- [Quoted passage]:
+ + + + + + +
In the community, all children begin preparing for their adult roles long before they are adults. They do this by volunteering in various settings from the age of eight. All of these hours are carefully logged and observed by the elders. The Elders can know a lot about the children and their affinities and interests and abilities by where they choose to volunteer and how much, and how good at it they are.
The volunteer hours are part of an overall process of determining the assignment for each child to see where he or she fits into the community.
In school, at recreation time, and during volunteer hours, he had noticed the Elders watching him and the other Elevens. He had seen them taking notes. (Ch. 2)
After carefully tabulating hours and meeting with instructors, the elders choose a job and give every child an assignment during the Ceremony of Twelve. This is their job for life, and it cements their role in the community. This is why they spend so many years volunteering.
+ + + + + + +
- [Supplied data]:
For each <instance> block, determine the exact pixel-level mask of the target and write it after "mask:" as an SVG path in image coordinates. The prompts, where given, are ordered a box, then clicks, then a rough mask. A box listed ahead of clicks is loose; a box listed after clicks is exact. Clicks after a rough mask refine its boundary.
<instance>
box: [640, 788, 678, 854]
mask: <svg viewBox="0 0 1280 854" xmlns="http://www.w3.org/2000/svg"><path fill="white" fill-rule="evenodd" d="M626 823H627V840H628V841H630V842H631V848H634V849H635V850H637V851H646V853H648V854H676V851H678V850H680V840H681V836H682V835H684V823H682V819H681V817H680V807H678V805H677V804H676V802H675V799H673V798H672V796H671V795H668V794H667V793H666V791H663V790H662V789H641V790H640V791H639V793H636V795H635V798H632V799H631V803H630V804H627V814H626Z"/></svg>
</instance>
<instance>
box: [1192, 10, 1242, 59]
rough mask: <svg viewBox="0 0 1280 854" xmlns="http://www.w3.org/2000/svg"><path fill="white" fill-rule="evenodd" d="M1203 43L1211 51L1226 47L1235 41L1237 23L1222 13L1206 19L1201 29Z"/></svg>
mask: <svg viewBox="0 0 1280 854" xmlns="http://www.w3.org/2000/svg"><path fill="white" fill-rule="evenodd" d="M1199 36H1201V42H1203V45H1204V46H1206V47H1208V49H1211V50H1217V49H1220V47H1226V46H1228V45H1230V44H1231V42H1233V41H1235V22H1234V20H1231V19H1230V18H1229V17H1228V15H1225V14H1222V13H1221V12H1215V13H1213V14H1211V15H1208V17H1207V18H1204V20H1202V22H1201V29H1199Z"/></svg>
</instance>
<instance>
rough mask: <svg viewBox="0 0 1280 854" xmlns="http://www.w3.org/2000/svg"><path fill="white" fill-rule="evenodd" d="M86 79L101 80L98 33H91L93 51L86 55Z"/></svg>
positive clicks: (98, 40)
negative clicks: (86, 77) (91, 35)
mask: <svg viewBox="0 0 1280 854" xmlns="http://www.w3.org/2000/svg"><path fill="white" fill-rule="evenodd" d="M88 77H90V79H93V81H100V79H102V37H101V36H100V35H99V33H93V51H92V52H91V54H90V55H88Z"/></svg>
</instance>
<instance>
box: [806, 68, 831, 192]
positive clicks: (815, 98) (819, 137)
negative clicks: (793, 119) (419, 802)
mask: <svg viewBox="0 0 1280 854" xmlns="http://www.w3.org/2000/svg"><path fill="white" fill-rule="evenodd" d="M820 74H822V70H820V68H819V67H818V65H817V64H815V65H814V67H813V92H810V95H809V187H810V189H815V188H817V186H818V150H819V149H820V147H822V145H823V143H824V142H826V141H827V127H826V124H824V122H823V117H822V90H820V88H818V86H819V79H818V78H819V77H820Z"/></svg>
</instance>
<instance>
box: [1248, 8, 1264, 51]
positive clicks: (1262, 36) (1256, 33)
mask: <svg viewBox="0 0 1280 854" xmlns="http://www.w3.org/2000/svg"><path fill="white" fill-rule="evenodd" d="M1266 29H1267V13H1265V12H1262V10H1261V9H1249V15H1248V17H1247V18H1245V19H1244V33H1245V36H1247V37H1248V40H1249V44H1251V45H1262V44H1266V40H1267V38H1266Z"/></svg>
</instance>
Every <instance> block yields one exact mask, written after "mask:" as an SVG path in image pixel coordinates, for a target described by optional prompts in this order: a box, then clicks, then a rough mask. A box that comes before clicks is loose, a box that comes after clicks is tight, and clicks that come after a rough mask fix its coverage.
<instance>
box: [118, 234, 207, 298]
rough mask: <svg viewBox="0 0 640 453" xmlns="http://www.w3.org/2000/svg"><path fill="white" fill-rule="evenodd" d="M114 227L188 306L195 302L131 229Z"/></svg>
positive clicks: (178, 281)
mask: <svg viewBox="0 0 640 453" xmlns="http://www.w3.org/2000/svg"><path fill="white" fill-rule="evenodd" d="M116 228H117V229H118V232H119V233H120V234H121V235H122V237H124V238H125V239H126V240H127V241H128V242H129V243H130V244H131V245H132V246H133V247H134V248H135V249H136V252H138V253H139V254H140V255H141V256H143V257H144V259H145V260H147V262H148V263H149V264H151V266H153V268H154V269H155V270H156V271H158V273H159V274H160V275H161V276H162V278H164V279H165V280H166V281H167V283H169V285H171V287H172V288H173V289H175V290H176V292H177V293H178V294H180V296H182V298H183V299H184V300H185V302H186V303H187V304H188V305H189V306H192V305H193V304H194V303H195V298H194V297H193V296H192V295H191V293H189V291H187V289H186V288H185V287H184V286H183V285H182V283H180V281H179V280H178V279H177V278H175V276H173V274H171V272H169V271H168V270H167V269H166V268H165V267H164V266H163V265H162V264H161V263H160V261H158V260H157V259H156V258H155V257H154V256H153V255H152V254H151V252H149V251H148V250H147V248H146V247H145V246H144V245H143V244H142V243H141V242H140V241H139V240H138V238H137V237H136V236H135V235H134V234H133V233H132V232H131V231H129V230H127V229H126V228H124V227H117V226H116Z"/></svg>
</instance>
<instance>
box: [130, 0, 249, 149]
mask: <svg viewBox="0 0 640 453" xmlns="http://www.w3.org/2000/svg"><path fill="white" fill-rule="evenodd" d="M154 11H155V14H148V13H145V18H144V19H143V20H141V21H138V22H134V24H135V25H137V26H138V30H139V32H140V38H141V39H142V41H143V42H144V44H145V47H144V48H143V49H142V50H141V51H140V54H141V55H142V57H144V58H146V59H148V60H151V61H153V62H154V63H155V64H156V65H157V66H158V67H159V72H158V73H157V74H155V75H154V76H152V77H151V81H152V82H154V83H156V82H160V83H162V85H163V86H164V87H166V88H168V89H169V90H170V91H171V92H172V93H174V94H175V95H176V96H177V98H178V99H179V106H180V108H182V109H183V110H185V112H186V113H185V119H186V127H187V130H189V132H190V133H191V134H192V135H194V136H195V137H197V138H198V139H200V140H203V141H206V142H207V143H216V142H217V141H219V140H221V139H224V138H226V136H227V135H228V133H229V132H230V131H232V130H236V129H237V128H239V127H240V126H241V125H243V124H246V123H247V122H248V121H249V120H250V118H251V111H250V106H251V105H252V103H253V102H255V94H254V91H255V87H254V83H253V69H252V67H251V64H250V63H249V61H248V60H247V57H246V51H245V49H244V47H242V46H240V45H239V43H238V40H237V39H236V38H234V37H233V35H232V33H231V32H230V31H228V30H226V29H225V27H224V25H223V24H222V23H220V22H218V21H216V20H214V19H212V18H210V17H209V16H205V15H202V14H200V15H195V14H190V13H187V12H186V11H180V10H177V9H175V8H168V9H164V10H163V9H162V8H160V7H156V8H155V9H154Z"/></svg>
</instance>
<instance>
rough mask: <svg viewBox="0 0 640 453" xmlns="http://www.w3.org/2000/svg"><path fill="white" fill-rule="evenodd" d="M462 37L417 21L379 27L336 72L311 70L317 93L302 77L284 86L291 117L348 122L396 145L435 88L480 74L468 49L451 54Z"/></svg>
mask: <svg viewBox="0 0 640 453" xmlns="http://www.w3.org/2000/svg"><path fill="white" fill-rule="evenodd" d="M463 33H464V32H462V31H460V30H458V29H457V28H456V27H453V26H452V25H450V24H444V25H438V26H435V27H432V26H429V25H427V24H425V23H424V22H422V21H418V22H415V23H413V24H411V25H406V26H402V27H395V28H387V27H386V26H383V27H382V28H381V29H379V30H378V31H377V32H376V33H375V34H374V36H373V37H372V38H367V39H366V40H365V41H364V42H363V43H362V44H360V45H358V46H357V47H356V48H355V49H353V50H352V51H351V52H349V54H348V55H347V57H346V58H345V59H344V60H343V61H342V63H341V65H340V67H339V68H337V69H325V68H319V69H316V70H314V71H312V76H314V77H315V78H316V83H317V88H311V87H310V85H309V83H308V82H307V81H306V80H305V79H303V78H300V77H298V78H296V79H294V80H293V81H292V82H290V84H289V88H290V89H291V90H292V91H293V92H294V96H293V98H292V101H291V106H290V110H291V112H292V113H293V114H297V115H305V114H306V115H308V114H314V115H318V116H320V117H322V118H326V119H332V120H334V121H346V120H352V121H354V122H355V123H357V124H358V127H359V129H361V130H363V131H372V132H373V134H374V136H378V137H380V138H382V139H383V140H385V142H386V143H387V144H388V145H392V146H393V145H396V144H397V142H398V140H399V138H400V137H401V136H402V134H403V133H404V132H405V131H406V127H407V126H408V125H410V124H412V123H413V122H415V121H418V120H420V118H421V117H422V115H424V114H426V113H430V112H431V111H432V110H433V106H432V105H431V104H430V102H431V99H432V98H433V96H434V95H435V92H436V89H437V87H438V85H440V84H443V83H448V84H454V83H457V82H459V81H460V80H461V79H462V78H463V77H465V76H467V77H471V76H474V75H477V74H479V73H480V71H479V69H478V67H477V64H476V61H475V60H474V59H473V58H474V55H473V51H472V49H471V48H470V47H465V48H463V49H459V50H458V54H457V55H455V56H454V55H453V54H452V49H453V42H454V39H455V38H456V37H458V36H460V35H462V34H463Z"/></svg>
+ + + + + + +
- [Prompt]: Carry on the passage above about volunteer hours and the Ceremony of Twelve, starting right after its last sentence.

- [Exercise answer]:
When they are young, they spread out their volunteering doing what their friends do and doing a little of this and a little of that. As they get older, they will focus more and more on one area. That area will basically become their job. The children who have volunteered mostly in one place know a lot already and are more likely to know what their assignment will be. Since Jonas has volunteered a little here and a little there, he has no idea what his assignment is.
Volunteering is the first step toward the assignment, which is the ushering into adulthood. Once the children get their assignments, they begin their training and no longer volunteer. The assignment itself symbolizes, quite dramatically, the end of childhood.